Transcribe exactly the line with "negative clicks: (90, 167) (51, 303)" and each line that follows it in the listing, down to the last, omitting all pictures.

Provided information.
==*==
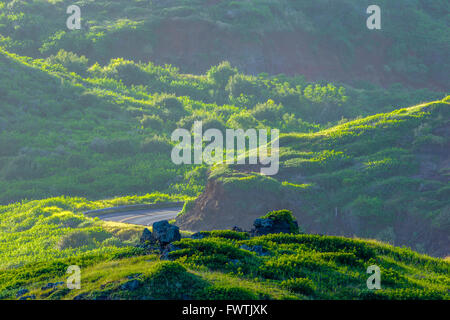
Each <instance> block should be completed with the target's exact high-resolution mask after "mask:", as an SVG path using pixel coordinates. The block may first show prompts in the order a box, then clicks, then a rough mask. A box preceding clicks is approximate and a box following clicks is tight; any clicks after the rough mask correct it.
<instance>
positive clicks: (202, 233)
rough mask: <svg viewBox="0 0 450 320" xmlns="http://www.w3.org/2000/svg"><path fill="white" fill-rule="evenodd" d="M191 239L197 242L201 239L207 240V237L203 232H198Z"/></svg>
mask: <svg viewBox="0 0 450 320" xmlns="http://www.w3.org/2000/svg"><path fill="white" fill-rule="evenodd" d="M191 238H192V239H195V240H200V239H203V238H205V235H204V234H203V233H201V232H197V233H194V234H193V235H192V236H191Z"/></svg>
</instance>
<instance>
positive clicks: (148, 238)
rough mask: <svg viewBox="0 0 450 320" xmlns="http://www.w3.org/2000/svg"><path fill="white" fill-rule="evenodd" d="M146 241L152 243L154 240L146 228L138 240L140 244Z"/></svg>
mask: <svg viewBox="0 0 450 320" xmlns="http://www.w3.org/2000/svg"><path fill="white" fill-rule="evenodd" d="M147 241H149V242H151V243H153V242H155V238H153V234H152V233H151V231H150V230H148V229H147V228H145V229H144V231H143V232H142V235H141V238H140V239H139V242H140V243H146V242H147Z"/></svg>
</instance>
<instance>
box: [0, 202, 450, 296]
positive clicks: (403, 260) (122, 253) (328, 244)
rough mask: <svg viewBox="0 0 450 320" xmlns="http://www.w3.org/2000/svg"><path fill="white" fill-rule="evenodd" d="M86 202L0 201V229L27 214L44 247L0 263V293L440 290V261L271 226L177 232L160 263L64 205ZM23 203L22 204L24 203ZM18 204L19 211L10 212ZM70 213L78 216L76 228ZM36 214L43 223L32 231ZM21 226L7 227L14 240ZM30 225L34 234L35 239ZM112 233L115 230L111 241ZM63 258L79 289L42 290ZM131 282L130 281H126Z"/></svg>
mask: <svg viewBox="0 0 450 320" xmlns="http://www.w3.org/2000/svg"><path fill="white" fill-rule="evenodd" d="M89 205H92V204H88V203H86V202H83V201H82V200H81V199H71V198H65V199H49V200H43V201H40V202H32V203H29V204H24V205H22V208H17V207H18V206H16V207H11V206H10V207H4V208H2V211H3V212H2V217H4V218H2V228H3V231H7V230H5V229H8V230H10V231H12V229H11V228H12V227H11V226H12V225H14V222H15V223H19V222H18V221H12V219H11V217H12V218H16V219H18V218H20V217H22V218H23V217H24V216H25V215H26V217H27V218H28V220H29V221H30V220H33V218H34V219H35V221H34V223H35V225H34V226H32V227H31V229H29V230H32V231H33V234H34V235H35V240H34V242H33V244H34V248H41V247H42V245H43V244H44V243H45V244H46V246H47V249H46V251H45V253H44V252H43V251H39V250H37V251H29V252H22V253H24V254H25V257H26V258H27V259H31V258H34V262H32V263H27V264H23V265H21V266H16V267H15V268H6V269H2V270H1V271H0V296H1V297H2V298H10V299H13V298H15V295H16V293H17V291H18V290H19V289H24V288H26V289H29V293H28V294H27V295H35V296H36V298H38V299H73V298H75V297H77V299H186V298H191V299H373V298H378V299H448V298H449V297H448V289H449V287H450V278H449V277H448V274H449V267H450V265H449V263H448V262H445V261H443V260H441V259H436V258H431V257H428V256H425V255H420V254H417V253H415V252H413V251H411V250H409V249H400V248H394V247H392V246H390V245H386V244H382V243H378V242H374V241H367V240H357V239H346V238H341V237H329V236H317V235H281V234H280V235H268V236H262V237H255V238H251V239H248V238H247V236H246V235H245V234H242V233H236V232H231V231H217V232H210V233H205V235H207V237H206V238H204V239H202V240H192V239H189V238H185V239H182V240H181V241H180V242H177V243H175V245H176V246H177V247H178V248H179V250H177V251H174V252H172V253H171V254H170V259H171V260H173V261H160V260H159V258H158V256H157V255H155V254H152V253H151V252H147V253H146V252H144V251H143V250H140V249H136V248H133V247H130V246H125V247H123V245H130V244H131V243H132V241H131V240H127V241H124V242H122V241H120V240H119V238H130V237H131V236H132V235H133V234H136V231H137V230H135V229H133V228H125V229H124V228H123V226H122V227H120V228H118V227H117V226H108V225H105V224H104V223H101V222H98V221H97V222H96V221H93V220H92V219H90V218H86V217H82V216H80V215H77V214H76V213H72V212H73V210H74V209H73V208H78V209H79V208H81V207H83V206H87V207H89ZM27 208H31V210H28V211H25V209H27ZM58 208H59V209H58ZM78 209H77V210H78ZM18 210H19V212H23V213H22V214H20V215H19V214H17V211H18ZM61 211H63V214H61V213H62V212H61ZM75 211H76V210H75ZM25 212H26V213H25ZM49 212H52V214H49ZM42 215H47V217H46V218H43V217H42ZM74 217H76V219H78V220H80V221H82V222H81V224H79V225H78V226H76V224H74ZM36 218H38V219H36ZM57 218H58V219H60V220H57ZM43 219H47V220H48V219H50V220H52V222H50V223H47V224H46V227H45V229H40V228H39V226H42V222H43ZM47 220H45V221H47ZM5 221H6V222H8V223H7V224H5V223H4V222H5ZM69 222H70V223H71V226H69V224H68V223H69ZM31 224H32V222H29V225H31ZM22 225H23V223H20V224H17V226H18V227H19V226H22ZM94 226H96V227H94ZM94 228H96V229H95V231H96V235H95V236H94V237H93V239H95V240H93V241H92V242H91V243H90V244H89V245H87V246H82V247H79V248H77V249H70V248H66V249H65V250H61V249H57V248H54V247H53V246H54V245H55V242H54V240H55V239H56V238H58V235H59V234H67V233H68V232H69V231H71V232H72V233H73V232H74V231H76V230H77V231H81V232H86V233H88V234H90V235H91V236H92V235H93V234H94V232H93V231H94ZM50 230H52V231H50ZM53 230H58V231H57V232H55V231H53ZM26 233H27V232H26V231H21V232H16V233H14V234H16V235H19V236H21V238H22V239H24V238H25V237H24V236H25V234H26ZM39 233H41V236H40V237H36V235H37V234H39ZM45 234H46V235H47V236H45ZM112 234H114V235H115V236H116V237H117V239H116V240H114V241H112V240H111V235H112ZM101 237H103V239H100V238H101ZM105 238H106V239H105ZM108 238H109V240H108ZM2 243H4V244H5V243H6V244H9V245H10V248H9V249H12V251H10V252H15V249H17V248H12V247H13V246H17V245H20V243H19V242H17V241H15V240H12V239H11V238H9V239H6V241H2ZM72 243H76V242H72ZM244 244H245V245H247V246H248V247H250V248H251V247H253V246H255V245H260V246H262V248H263V251H264V252H265V255H263V256H259V255H257V254H256V253H254V252H251V251H248V250H245V249H243V248H241V246H242V245H244ZM2 252H4V250H2ZM11 258H13V257H11ZM2 261H3V258H2ZM72 264H76V265H79V266H80V267H81V268H82V286H81V289H80V290H69V289H67V288H65V286H59V287H57V288H54V289H45V288H43V287H44V286H45V285H46V284H47V283H50V282H52V283H54V282H57V281H63V282H65V281H66V277H67V276H66V275H65V271H66V269H67V267H68V266H69V265H72ZM373 264H376V265H378V266H379V267H380V268H381V275H382V278H381V279H382V280H381V286H382V290H378V291H369V290H367V287H366V280H367V277H368V275H367V274H366V268H367V267H368V266H369V265H373ZM131 281H134V282H137V284H136V283H135V285H136V288H134V289H129V288H127V285H130V283H129V282H131Z"/></svg>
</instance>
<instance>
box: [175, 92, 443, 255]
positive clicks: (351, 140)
mask: <svg viewBox="0 0 450 320" xmlns="http://www.w3.org/2000/svg"><path fill="white" fill-rule="evenodd" d="M449 110H450V106H449V98H448V97H447V98H446V99H445V100H443V101H436V102H432V103H428V104H424V105H420V106H415V107H410V108H406V109H401V110H397V111H394V112H392V113H387V114H378V115H374V116H371V117H367V118H364V119H361V120H355V121H351V122H348V123H345V124H342V125H339V126H336V127H333V128H330V129H327V130H324V131H320V132H317V133H313V134H287V135H282V136H281V137H280V148H281V150H280V172H279V173H278V175H276V176H274V178H275V179H274V178H272V177H263V176H260V175H259V174H256V173H252V172H251V170H250V168H247V167H245V166H244V167H239V166H238V165H235V166H233V167H228V168H226V167H217V168H215V169H213V171H212V174H211V175H210V179H209V181H208V184H207V187H206V190H205V192H204V193H203V194H202V195H200V196H199V197H198V198H197V200H196V201H195V202H194V203H191V204H190V208H191V209H190V210H187V212H186V213H184V214H183V215H181V216H180V217H179V218H178V219H177V221H178V224H179V225H180V226H181V227H182V228H186V229H189V230H200V229H207V230H210V229H218V228H223V229H228V228H231V227H233V226H235V225H237V226H240V227H244V228H249V227H250V225H251V223H252V221H253V220H254V219H255V218H256V217H257V216H258V214H259V212H261V211H262V210H263V211H268V210H275V209H290V210H292V211H293V213H294V215H295V216H296V217H297V218H298V220H299V223H300V225H302V226H303V227H304V229H305V230H306V232H308V233H326V234H335V235H346V236H353V235H356V236H359V237H366V238H377V239H380V240H383V241H388V242H390V243H392V244H395V245H398V246H401V245H407V246H410V247H412V248H414V249H416V250H419V251H425V252H427V253H429V254H432V255H438V256H446V255H448V254H449V252H448V248H449V247H450V239H449V234H448V230H449V229H450V202H449V190H450V189H449V184H448V181H449V164H450V158H449V150H450V140H449V130H450V122H449V119H450V118H449Z"/></svg>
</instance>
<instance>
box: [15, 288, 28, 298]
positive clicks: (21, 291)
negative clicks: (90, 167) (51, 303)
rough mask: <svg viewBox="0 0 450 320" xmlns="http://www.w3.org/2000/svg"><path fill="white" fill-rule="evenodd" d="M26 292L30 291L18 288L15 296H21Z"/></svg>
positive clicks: (27, 292)
mask: <svg viewBox="0 0 450 320" xmlns="http://www.w3.org/2000/svg"><path fill="white" fill-rule="evenodd" d="M28 292H30V291H29V290H28V289H20V290H19V291H17V293H16V297H17V298H18V297H21V296H23V295H24V294H27V293H28Z"/></svg>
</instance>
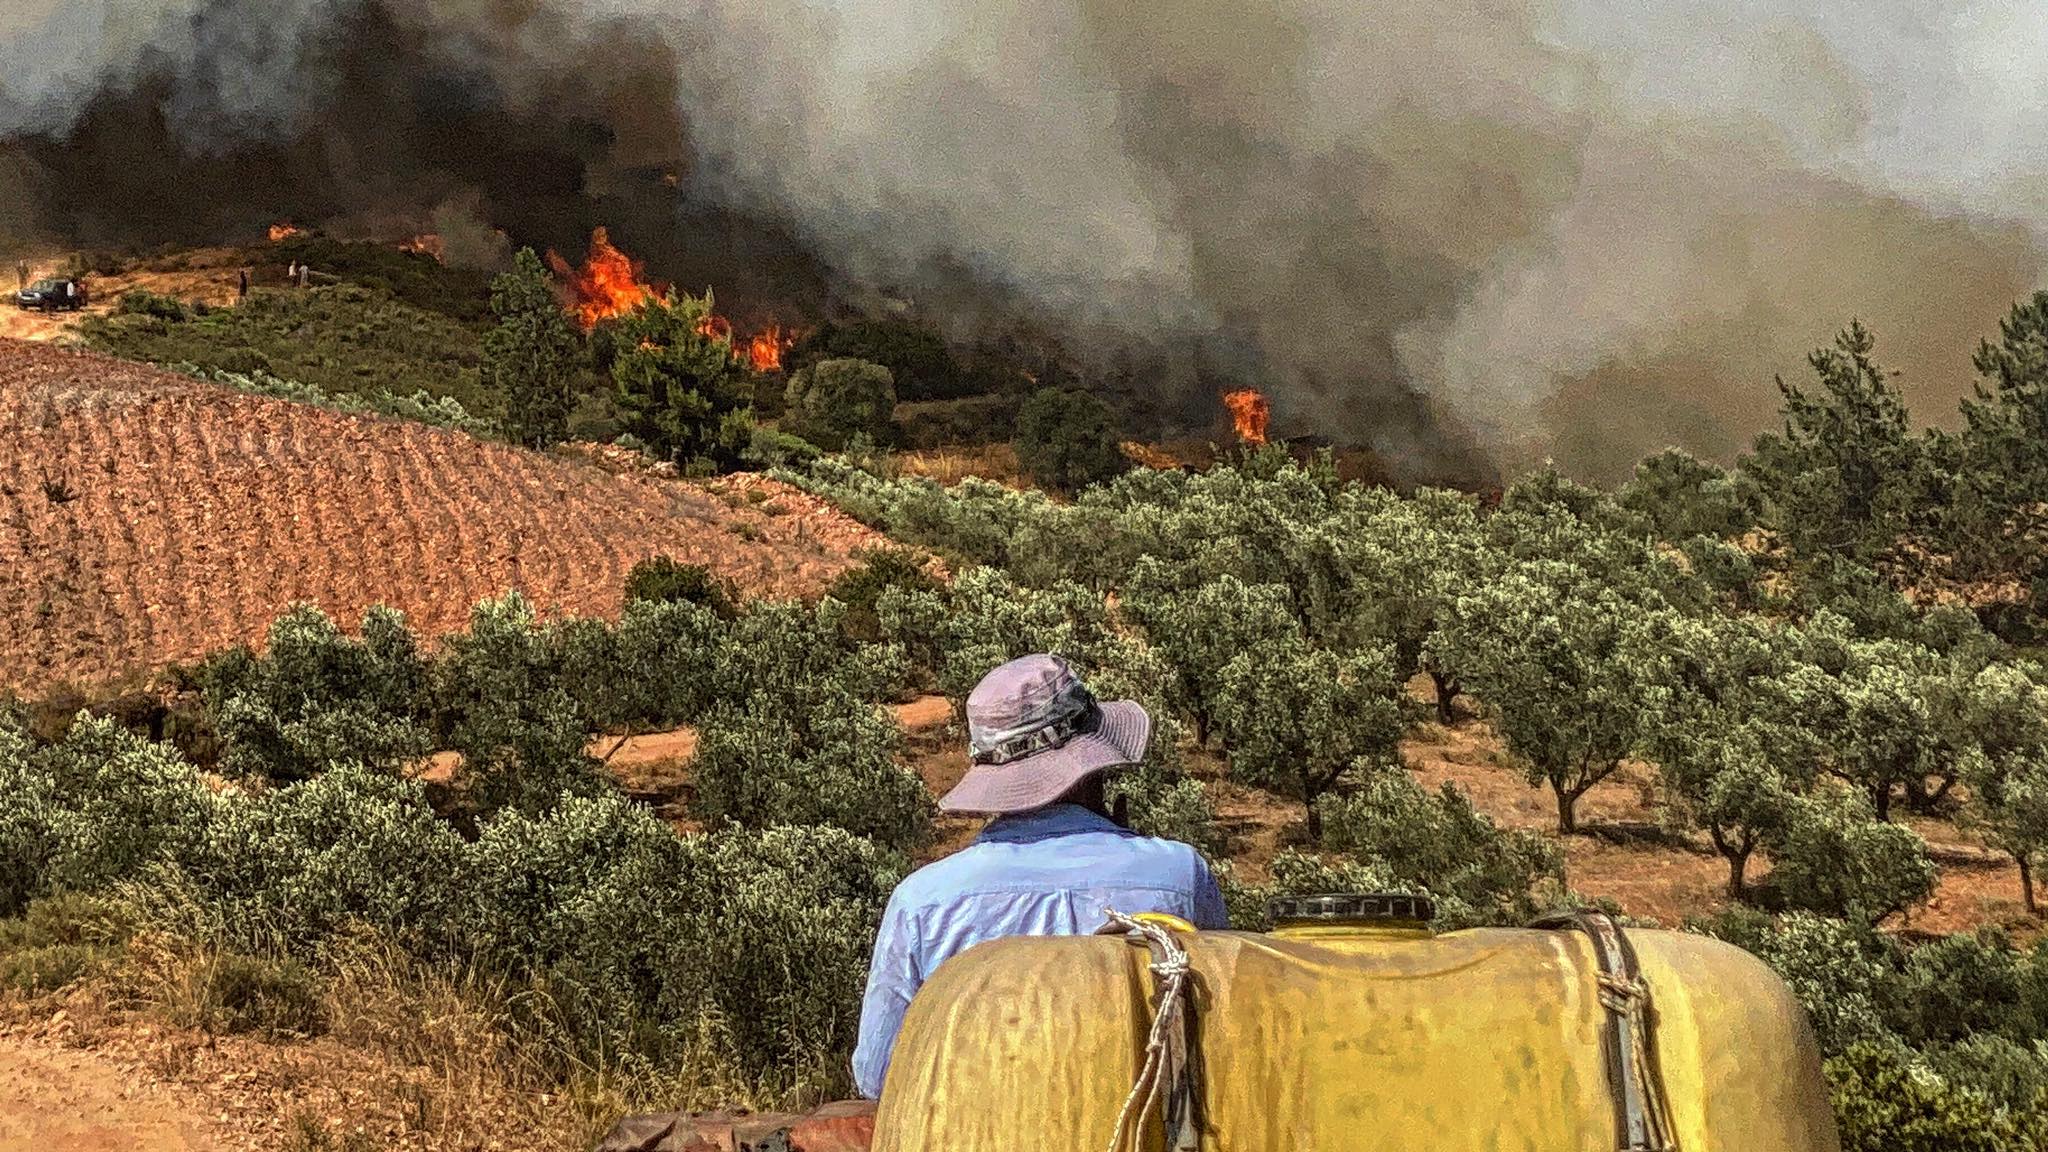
==*==
Expected answer.
negative clicks: (90, 167) (51, 303)
rough mask: <svg viewBox="0 0 450 320" xmlns="http://www.w3.org/2000/svg"><path fill="white" fill-rule="evenodd" d="M26 292L30 291L18 288L15 296H21Z"/></svg>
positive clicks: (27, 292)
mask: <svg viewBox="0 0 450 320" xmlns="http://www.w3.org/2000/svg"><path fill="white" fill-rule="evenodd" d="M28 292H30V291H29V290H28V289H20V290H19V291H17V293H16V297H17V298H18V297H21V296H23V295H24V294H27V293H28Z"/></svg>
</instance>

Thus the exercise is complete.